Integrated circuits and systems
Analysis, design, simulation, verification, and testing of “integrated circuits and systems” for various applications, such as sensors for CMOS imager, LiDAR, and bio, high-speed wired/wireless communications, next-generation computer architecture, processing-in-memory, sytem-on-chips (SoC) for accelerating AI algorithms, neuromorphic processor, embedded system, power management circuits, wireless power transfer at distance, high frequency power generation in CMOS, and design of A/D and D/A data converters, and robust circuit-design techniques.
In the areas where electric vehicles, clean/renewable energy, power conversion/transfer, future mobility technologies (e.g., low-carbon/high-efficiency/sustainable transportation, autonomous vehicles, air taxis, ride-sharing services, personal mobility, and Mobility As A Service), and next-generation vehicular network (e.g., V2X, infra-guided autonomous vehicles, and hyperloop communication) intersect and interact, our research focuses on a wide variety of theoretical, algorithmic, software, hardware, systems, and platform issues.
Nano fabrication, materials and advanced packaging
We strive to develop new materials and manufacturing technologies through cutting-edge techniques and creative ideas, with the goal of bringing innovation to various industries. Through nano fabrication techniques, we create precise structures and manipulate various materials to enhance the strength, conductivity, optical properties, and even introduce new functionalities to existing materials. We also research various packaging technologies to develop advanced packaging solutions that meet requirements such as high density, heat dissipation, and signal transmission.
================================
* Aim of the task:
The passage on research areas gives examples of future mobility technologies in parentheses. List every example it names.

* Record excerpts:
================================
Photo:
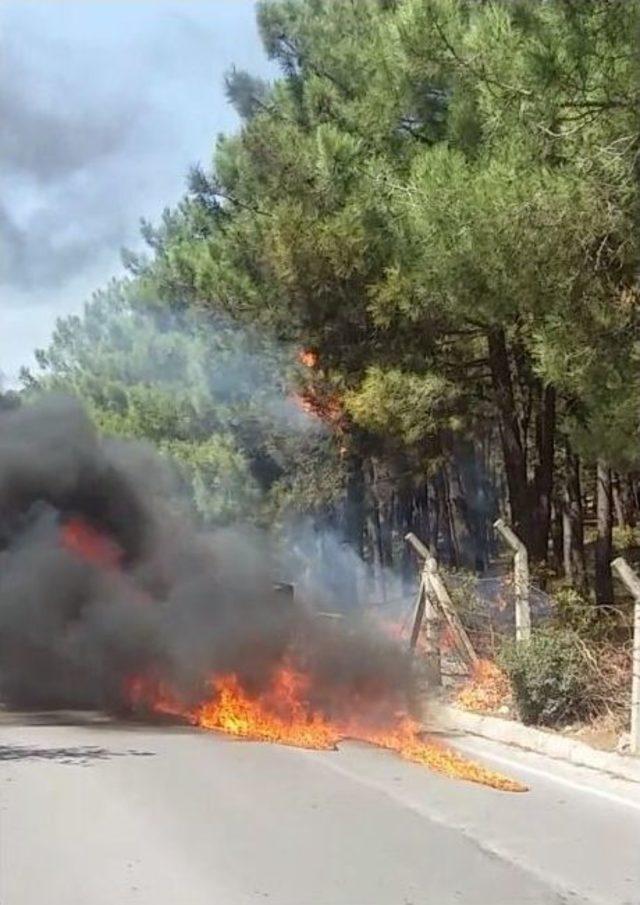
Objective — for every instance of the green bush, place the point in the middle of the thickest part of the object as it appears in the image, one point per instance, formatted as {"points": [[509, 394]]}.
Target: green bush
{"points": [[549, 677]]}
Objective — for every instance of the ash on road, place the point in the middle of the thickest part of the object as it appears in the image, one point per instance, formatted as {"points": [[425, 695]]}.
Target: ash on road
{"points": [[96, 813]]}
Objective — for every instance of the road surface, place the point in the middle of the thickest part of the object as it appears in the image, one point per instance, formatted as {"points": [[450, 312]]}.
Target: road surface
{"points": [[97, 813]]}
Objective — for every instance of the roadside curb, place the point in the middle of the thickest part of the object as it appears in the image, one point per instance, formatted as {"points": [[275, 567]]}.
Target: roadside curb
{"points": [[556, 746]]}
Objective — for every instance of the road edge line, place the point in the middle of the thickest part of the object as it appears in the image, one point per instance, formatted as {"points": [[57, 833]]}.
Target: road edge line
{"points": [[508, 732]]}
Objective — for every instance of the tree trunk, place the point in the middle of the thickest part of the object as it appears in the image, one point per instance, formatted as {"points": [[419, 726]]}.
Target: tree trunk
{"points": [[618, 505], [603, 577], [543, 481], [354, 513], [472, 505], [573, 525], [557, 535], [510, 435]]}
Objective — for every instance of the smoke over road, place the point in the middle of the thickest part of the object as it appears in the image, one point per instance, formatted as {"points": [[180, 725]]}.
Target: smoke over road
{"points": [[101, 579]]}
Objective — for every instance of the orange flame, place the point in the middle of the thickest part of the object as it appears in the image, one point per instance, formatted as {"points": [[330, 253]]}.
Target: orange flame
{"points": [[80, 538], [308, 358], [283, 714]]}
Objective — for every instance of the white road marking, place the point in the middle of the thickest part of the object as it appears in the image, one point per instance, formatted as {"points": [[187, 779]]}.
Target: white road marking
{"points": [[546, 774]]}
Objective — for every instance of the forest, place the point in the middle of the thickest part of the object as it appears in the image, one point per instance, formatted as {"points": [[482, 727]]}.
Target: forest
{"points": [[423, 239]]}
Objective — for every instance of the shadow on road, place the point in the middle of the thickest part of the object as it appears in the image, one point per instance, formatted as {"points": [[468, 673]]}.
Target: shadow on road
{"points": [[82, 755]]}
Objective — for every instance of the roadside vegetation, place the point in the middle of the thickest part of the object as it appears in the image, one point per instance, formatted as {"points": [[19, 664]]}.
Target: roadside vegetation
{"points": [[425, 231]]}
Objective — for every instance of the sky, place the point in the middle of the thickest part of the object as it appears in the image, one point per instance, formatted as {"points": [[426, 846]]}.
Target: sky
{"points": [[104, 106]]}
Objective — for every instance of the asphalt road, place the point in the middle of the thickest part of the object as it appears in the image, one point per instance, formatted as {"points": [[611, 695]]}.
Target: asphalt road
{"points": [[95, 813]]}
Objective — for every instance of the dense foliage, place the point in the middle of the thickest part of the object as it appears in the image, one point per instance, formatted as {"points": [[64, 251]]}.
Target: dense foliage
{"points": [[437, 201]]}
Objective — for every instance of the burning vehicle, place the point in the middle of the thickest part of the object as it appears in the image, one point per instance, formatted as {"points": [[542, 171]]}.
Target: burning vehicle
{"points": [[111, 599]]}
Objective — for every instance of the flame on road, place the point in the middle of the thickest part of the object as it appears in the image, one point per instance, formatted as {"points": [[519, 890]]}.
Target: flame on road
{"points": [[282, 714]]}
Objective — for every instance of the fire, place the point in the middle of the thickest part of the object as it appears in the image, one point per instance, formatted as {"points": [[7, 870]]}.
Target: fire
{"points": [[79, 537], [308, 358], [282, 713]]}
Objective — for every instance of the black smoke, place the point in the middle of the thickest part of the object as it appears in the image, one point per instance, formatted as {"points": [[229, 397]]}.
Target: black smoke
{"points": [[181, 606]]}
================================
* Your response:
- Low-carbon/high-efficiency/sustainable transportation
- Autonomous vehicles
- Air taxis
- Ride-sharing services
- Personal mobility
- Mobility As A Service